GOAL 1:
Please rewrite the part of the sock pattern thread that opens with the words containing "Now that I watched" and closes with "of the yarn.", replacing "video" with "tutorial".

SUPPLIED TEXT:
● ● ● ● ● ● ●

# The Arne and Carlos sock pattern



## messymissy (Oct 26, 2016)

I've not knitted any socks for a while, think l may try this one for a change.

http://arnecarlos.com/pattern-for-the-easiest-sock-in-the-world/


----------



## priscillapaisley (Jul 29, 2015)

Beautiful socks. Thank you for posting them to us!


----------



## Maginel (Mar 1, 2015)

Just finishing my first pair and love the heel. You will be pleased when 
You wear them.


----------



## sritchie171 (Jul 3, 2013)

Just might try that on the pair that I'm working on now! I do magic loop with 56 sts. on this pair, so a bit of figurin' to do. No problem!


----------



## sritchie171 (Jul 3, 2013)

Now that I watched the video, probably won't use this heel. They plainly said, there will be holes where you start it to sew and you have to sew the last 4 sts. of the heel. The only sewing I do is weaving in the 2 ends of the yarn.


----------



## choertt (Sep 18, 2011)

I just discovered Arne and Carlos as I was looking for information on double knitting. They are fun to watch.


----------



## ParkerEliz (Mar 21, 2011)

I knit a pair like this once. I still have them today.


----------



## sharmend (Feb 14, 2012)

Interesting! Thanks for sharing!


----------



## overwhelmed1 (Dec 3, 2013)

Nice pattern and thanks for posting the link.


----------



## Mevbb (Sep 5, 2011)

I knit socks like these when I'm traveling in the car. It's easier to put the heel in when I'm not traveling.


----------



## Stephhy (May 14, 2012)

Thanks!


----------



## asty (Nov 1, 2014)

Thank you for sharing!


----------



## Rescue Mom (Jul 28, 2011)

Thanks for the link - looks interesting...


----------



## Chemchic (Dec 16, 2012)

messymissy said:


> I've not knitted any socks for a while, think l may try this one for a change.
> 
> http://arnecarlos.com/pattern-for-the-easiest-sock-in-the-world/


Wow...this is how its supposed to be....who is going to have you take you're sock off so they can check if you did the proper decreasing of one stitch. Notice they dec 2sts all around vs dec2tog sts or ssk2 sts! Or the m1...who cares if theyre all the same and not mirroring!


----------

● ● ● ● ● ● ●

Named-object pointing records:
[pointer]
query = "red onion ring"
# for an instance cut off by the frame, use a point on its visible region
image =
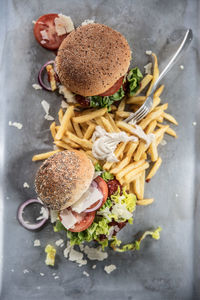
(40, 76)
(24, 223)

● ● ● ● ● ● ●

GOAL 2:
Reproduce every line of the records above, requests included, shifting each coordinate in the answers by adding 53 to it. Leave the pictures out.

TASK SOLUTION 1:
Now that I watched the tutorial, probably won't use this heel. They plainly said, there will be holes where you start it to sew and you have to sew the last 4 sts. of the heel. The only sewing I do is weaving in the 2 ends of the yarn.

TASK SOLUTION 2:
[pointer]
query = "red onion ring"
# for an instance cut off by the frame, use a point on its visible region
image =
(93, 129)
(77, 276)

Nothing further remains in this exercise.